[Start of Attachment]
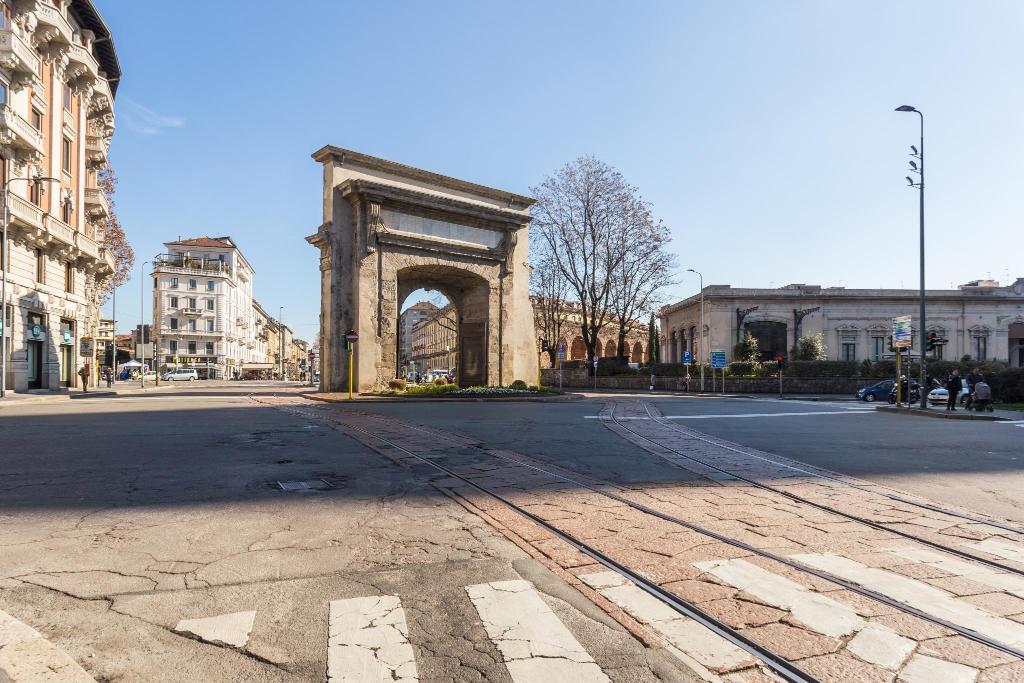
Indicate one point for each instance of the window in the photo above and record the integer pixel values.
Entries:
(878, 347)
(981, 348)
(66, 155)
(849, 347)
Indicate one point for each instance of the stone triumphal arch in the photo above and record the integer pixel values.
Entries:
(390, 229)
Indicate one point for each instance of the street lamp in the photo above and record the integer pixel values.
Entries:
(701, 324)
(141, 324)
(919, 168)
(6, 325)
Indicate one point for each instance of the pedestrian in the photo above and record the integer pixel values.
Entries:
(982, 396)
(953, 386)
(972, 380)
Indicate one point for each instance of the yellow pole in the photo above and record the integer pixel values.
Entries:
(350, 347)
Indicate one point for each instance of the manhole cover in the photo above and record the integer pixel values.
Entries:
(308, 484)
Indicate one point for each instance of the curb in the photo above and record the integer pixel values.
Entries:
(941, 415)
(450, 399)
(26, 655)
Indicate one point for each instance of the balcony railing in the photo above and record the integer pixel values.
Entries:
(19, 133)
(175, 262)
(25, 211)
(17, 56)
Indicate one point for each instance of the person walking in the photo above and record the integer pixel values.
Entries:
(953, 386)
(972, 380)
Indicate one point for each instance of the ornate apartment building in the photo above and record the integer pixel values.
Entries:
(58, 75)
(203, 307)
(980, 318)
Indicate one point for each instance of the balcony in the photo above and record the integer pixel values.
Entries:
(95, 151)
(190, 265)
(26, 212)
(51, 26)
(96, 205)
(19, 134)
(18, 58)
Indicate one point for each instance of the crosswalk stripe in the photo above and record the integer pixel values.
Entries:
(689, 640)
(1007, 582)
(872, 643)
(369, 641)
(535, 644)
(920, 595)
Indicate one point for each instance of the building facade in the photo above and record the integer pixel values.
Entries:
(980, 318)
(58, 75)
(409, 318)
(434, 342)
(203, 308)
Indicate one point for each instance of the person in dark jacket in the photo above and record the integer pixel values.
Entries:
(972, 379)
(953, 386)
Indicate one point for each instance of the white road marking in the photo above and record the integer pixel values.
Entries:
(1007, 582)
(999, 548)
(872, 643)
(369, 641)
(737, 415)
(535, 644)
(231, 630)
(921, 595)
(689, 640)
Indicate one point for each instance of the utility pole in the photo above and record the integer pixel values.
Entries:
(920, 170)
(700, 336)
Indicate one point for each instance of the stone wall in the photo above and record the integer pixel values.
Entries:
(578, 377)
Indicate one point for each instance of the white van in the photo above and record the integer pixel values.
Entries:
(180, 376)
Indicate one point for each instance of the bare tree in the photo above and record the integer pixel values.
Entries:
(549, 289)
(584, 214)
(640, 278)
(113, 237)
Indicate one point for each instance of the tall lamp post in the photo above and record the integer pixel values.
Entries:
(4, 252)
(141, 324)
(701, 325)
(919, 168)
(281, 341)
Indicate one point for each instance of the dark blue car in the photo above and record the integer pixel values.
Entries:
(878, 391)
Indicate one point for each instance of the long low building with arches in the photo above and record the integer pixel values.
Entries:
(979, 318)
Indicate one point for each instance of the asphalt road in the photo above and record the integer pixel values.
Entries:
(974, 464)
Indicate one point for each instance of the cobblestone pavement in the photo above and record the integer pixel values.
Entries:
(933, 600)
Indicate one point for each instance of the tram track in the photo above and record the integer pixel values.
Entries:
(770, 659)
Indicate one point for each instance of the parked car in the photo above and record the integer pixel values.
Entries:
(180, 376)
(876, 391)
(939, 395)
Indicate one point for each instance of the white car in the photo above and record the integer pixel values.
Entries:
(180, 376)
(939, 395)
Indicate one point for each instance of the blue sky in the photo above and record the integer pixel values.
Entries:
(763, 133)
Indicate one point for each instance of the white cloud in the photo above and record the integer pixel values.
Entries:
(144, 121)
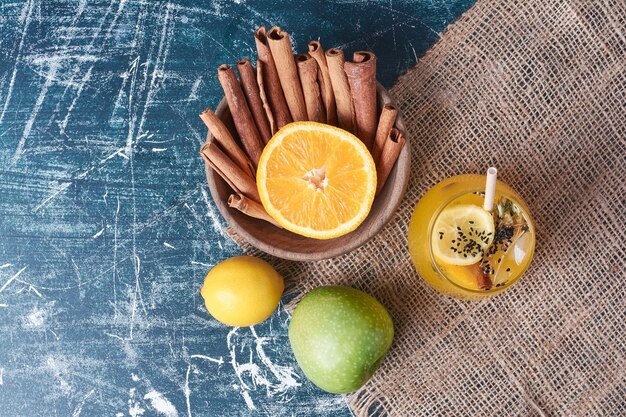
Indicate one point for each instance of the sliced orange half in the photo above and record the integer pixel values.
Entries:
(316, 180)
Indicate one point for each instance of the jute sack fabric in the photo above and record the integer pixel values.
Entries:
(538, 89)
[End of Attachment]
## WORK INSTRUCTION
Would you provide an exact, picture-free copy of the data above?

## SOLUTION TO THE PROBLEM
Indicate one point for each instance of the window in the photo above and record the integer pixel values.
Entries:
(878, 347)
(981, 348)
(66, 155)
(849, 347)
Indicate one point for each instance of the stone triumphal arch in the photo above and record the integer pixel values.
Entries:
(390, 229)
Indicate one point for each instance of the street lamp in the photo above and record the integer pixel values.
Entries:
(701, 324)
(141, 324)
(919, 168)
(6, 325)
Indicate one point for each instance of the pedestrian in the photo above and record the integer pixel values.
Entries:
(982, 396)
(953, 386)
(972, 380)
Indicate one point for each instance of the yellow pole in the photo above and record the integer pixel values.
Entries:
(350, 347)
Indicate one point for each instance of the manhole cover in the photo above and record the integer pixel values.
Entries:
(308, 484)
Indicate one point for each instance of the curb in the photo above and record the integer pixel values.
Entries:
(941, 415)
(450, 399)
(26, 655)
Indicate one point for each instance of the balcony railing in the photo above and record the integer pixel values.
Entries:
(19, 133)
(175, 262)
(25, 211)
(17, 56)
Indicate one point for each instance of the person walking in the photo above and record the integer pixel values.
Entries:
(953, 386)
(972, 380)
Indicate one point for each instance of the ornate apartment building in the photo above and record the integer pixel values.
Entries:
(58, 75)
(203, 307)
(980, 318)
Indicate one point for each instance of the balcony in the photo above and record the integer pixel values.
Entries:
(95, 151)
(190, 265)
(26, 212)
(51, 26)
(96, 205)
(19, 134)
(18, 58)
Indicate one point for each instance of the crosswalk stripe in the photo above and record the integer pixel values.
Entries:
(689, 640)
(1007, 582)
(872, 643)
(369, 641)
(535, 644)
(920, 595)
Indicate one point for each instance of the building facade in the photo above and record the integer pixel values.
Entries:
(980, 318)
(58, 75)
(409, 318)
(434, 342)
(203, 308)
Indicate one point for each instance of the person in dark jacket in the photo above and record the integer pixel values.
Entries:
(972, 379)
(953, 386)
Indicate one point for each instance of the white road marking in the photo above and record the integer pixel values.
Entries:
(1007, 582)
(999, 548)
(872, 643)
(369, 641)
(737, 415)
(535, 644)
(231, 630)
(921, 595)
(689, 640)
Indicate one point for each instance of the utility pole in the photo above and record the integer pixel values.
Entries:
(920, 170)
(700, 336)
Indicate one point for each instance of the stone wall in the photo above and record the integer pixel values.
Entries:
(578, 377)
Indicate one point for each instance of the white van in the photo above and record the integer pixel values.
Entries:
(180, 376)
Indicate one point for each instance of the bare tree in the photo above and record the integer pixel values.
Entries:
(549, 289)
(584, 214)
(640, 278)
(113, 237)
Indicate one point for each instance of the tall lamp post in the photo above and record the integer pixel values.
Entries:
(4, 252)
(141, 324)
(701, 325)
(919, 168)
(281, 341)
Indicate one point for each instance of the dark blue car in the photo above and record the integer pixel values.
Entries:
(878, 391)
Indicate one point for each instance of the long low building with arches in the photo above and record the integer pixel values.
Entries:
(979, 318)
Indicate one point for each instance of the asphalt road in the photo above and record the integer pixel values.
Entries:
(974, 464)
Indicate one point for each instance of the cobblestone pavement in the photo above and record the integer pixel values.
Entries:
(933, 600)
Indicate one point for each instance of the tram track in the photo above and record the integer pixel values.
Entries:
(770, 659)
Indicate one point for each instance of the parked car in the photo above and record the integer pixel values.
Entries:
(180, 376)
(876, 391)
(939, 395)
Indicate one point for each instance of the white car in the photo above and record the integer pixel values.
Entries:
(180, 376)
(939, 395)
Indicate one point for each instance of the blue sky in the photo above and record the integer pixel values.
Entries:
(763, 133)
Indicate one point for each instance of the white cloud in the photo above and record the integer pixel values.
Entries:
(144, 121)
Indicate one point for each instance of the sliced orange half in the photo above and record the integer pixel values.
Entries:
(316, 180)
Indicate one point for each instance of the jute sack fabric in the photo above and record the integer pixel values.
Entries:
(538, 89)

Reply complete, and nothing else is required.